Goal:
Filter the material below and copy each line that contains the string "cluster". Case counts, so only lines with that capitalization match.

+-------+

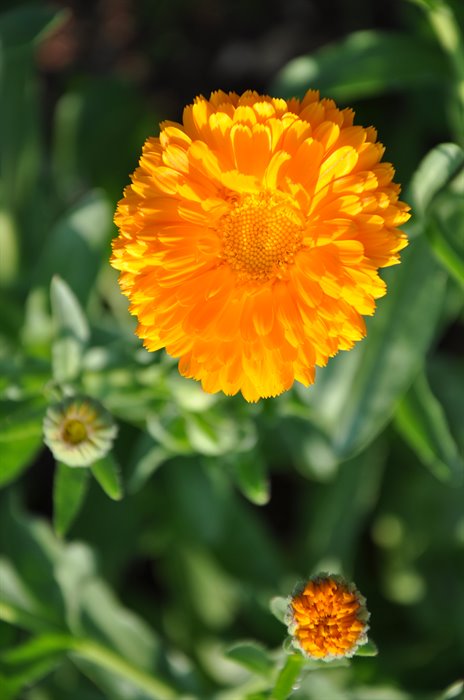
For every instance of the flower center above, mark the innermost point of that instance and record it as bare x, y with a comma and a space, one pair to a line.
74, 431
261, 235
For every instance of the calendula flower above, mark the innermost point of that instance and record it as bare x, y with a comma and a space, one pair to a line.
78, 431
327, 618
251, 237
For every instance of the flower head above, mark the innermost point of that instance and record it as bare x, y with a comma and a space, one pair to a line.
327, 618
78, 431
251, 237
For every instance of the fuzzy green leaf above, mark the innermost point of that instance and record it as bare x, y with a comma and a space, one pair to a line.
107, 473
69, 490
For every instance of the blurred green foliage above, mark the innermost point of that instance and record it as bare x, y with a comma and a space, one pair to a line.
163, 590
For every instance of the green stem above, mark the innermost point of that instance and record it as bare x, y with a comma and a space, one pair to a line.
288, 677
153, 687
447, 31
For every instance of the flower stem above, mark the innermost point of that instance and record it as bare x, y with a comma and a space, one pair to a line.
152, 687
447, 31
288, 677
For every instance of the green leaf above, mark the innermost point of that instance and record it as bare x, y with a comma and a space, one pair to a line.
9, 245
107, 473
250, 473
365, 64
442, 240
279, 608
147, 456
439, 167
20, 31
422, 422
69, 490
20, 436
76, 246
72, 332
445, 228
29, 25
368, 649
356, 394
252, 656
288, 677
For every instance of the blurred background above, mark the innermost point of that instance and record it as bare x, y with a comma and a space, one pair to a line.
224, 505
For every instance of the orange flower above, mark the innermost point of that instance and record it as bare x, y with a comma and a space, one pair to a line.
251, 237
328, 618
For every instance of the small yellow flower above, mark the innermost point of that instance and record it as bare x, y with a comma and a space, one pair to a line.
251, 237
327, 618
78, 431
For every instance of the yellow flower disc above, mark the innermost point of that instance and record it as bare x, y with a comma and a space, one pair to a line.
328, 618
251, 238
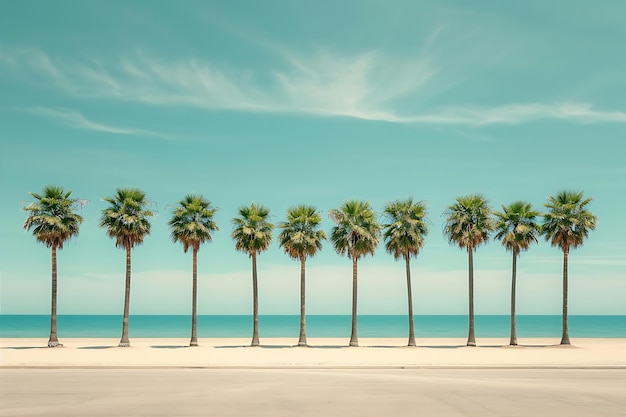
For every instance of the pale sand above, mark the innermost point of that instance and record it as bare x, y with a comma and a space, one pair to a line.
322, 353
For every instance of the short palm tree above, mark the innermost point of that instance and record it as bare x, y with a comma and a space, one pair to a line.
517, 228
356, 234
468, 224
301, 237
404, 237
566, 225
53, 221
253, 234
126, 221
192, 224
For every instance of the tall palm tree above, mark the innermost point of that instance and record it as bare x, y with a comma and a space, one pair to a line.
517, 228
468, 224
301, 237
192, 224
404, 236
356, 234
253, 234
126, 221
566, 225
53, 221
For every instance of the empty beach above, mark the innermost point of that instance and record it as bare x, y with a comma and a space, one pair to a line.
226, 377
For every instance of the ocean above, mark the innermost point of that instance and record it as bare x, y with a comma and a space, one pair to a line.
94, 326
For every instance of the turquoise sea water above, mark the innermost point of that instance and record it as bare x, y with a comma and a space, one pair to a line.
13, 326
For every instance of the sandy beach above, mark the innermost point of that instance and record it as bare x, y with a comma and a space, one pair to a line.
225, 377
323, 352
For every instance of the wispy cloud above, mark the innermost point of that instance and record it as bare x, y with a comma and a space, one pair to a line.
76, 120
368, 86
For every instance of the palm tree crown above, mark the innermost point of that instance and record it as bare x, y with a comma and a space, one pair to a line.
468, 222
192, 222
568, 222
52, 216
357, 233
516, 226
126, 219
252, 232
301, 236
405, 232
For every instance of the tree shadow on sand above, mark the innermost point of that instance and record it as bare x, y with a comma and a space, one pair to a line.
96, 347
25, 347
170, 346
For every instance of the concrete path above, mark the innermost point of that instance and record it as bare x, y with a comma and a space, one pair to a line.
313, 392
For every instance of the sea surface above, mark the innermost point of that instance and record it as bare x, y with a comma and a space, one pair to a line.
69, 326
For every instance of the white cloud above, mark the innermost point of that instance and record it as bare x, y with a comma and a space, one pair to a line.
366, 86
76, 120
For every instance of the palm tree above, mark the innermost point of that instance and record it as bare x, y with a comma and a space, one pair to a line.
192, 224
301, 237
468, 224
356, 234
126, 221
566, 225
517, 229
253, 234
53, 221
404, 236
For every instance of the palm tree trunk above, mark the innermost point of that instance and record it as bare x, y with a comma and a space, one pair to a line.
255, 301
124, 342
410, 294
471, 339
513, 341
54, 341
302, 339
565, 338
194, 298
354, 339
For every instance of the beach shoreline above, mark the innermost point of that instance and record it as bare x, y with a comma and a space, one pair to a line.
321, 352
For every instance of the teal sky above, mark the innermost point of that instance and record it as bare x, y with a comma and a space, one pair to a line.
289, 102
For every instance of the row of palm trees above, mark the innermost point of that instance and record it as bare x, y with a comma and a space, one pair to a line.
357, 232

+-------+

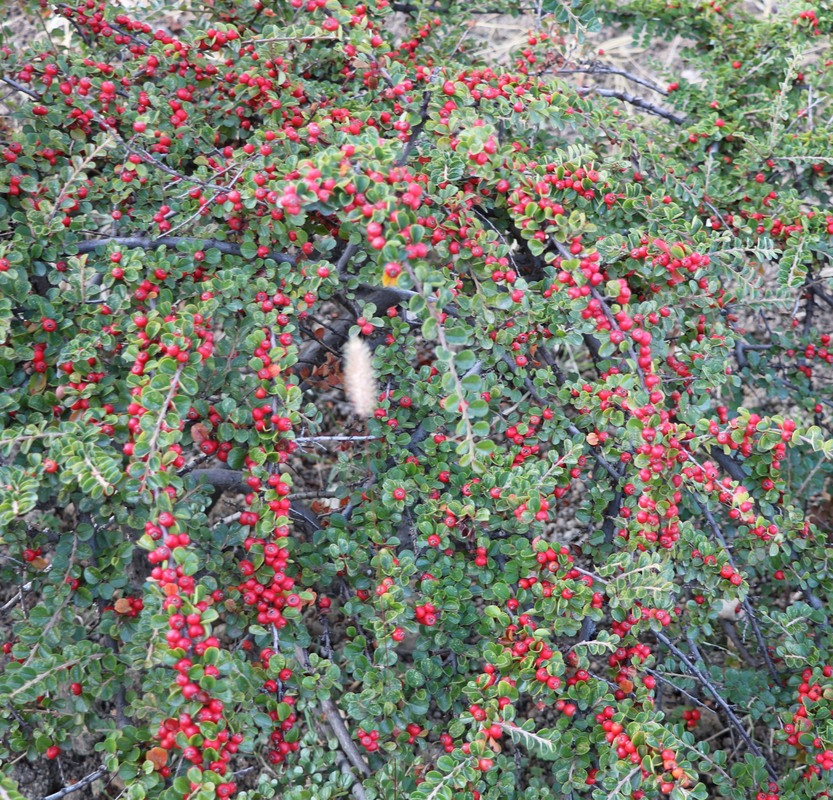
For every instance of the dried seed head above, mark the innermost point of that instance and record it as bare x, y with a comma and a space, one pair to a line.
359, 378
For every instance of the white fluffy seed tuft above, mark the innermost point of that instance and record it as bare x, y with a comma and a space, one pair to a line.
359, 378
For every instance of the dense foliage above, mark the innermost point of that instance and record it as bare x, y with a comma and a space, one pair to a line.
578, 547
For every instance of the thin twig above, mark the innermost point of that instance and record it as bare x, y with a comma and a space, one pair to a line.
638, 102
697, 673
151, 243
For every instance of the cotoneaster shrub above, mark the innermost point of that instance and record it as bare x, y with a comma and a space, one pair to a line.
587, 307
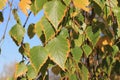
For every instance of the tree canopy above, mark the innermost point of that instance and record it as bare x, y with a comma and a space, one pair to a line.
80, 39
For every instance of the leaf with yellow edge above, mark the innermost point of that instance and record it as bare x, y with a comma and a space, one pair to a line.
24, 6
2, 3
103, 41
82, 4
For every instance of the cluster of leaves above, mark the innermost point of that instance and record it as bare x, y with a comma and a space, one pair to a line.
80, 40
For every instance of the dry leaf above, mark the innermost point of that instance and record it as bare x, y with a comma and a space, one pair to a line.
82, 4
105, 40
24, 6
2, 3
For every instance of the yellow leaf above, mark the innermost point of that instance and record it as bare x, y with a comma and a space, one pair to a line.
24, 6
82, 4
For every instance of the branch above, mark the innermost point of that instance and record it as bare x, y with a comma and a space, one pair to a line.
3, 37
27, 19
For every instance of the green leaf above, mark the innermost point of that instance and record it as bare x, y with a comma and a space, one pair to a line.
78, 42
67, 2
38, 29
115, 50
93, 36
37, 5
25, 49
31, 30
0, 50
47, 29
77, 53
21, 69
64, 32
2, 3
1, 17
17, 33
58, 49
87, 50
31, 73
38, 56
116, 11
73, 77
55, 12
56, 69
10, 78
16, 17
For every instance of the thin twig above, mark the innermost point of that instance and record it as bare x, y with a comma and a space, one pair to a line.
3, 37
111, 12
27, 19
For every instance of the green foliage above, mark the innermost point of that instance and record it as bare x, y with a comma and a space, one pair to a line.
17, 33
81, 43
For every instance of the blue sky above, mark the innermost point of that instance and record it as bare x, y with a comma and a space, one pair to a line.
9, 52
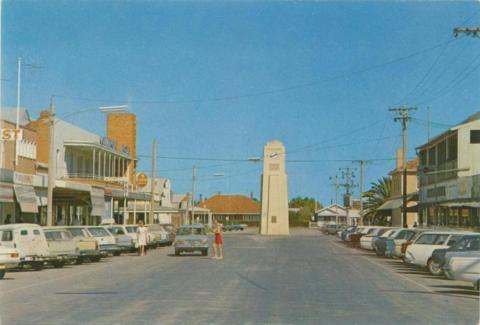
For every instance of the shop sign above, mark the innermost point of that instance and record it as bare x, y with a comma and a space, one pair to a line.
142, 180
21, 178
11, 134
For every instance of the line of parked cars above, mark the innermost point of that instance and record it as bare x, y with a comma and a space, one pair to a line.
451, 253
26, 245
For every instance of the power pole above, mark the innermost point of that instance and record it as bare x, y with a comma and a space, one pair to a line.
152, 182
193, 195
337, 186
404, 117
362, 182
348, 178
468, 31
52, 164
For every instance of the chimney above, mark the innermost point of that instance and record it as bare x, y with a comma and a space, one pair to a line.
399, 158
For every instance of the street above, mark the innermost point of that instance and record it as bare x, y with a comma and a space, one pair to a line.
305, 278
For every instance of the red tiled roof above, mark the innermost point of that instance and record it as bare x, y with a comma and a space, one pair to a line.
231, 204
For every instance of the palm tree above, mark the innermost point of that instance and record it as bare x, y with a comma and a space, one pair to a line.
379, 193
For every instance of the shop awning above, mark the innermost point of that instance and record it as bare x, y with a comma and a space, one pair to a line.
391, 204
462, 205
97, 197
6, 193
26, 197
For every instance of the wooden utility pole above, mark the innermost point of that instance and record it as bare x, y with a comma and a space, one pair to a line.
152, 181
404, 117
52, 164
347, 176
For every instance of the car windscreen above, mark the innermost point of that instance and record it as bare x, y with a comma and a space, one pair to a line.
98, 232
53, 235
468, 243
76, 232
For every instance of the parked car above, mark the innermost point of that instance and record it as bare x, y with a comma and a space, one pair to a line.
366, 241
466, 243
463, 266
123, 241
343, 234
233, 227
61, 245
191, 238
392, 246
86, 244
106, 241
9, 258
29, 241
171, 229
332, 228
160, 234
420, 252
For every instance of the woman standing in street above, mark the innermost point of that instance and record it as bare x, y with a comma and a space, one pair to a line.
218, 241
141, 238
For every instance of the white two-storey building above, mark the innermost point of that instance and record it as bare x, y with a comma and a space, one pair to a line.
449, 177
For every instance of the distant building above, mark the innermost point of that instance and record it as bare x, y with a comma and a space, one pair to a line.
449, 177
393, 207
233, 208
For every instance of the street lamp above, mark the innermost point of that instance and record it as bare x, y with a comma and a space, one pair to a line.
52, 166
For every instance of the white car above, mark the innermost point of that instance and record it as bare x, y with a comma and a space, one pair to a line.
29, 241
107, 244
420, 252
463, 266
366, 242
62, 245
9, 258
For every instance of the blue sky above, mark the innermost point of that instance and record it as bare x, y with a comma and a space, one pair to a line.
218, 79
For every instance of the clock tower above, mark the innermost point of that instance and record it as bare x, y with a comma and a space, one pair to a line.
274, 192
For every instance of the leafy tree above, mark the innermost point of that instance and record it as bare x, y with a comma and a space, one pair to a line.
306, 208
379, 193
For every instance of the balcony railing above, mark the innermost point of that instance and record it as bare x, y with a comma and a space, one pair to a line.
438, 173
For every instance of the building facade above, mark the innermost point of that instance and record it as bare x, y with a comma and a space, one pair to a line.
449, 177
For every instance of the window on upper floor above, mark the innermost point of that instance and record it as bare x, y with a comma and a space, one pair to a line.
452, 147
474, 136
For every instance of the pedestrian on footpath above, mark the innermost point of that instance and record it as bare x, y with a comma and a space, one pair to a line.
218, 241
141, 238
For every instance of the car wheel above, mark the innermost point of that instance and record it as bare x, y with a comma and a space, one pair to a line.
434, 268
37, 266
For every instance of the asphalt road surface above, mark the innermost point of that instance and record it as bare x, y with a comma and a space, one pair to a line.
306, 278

+-------+

Response to this task:
For every instance of the cluster of leaves above, mark the innermost point of that instance and record it as bare x, y with a comma and a space, one pair to a line.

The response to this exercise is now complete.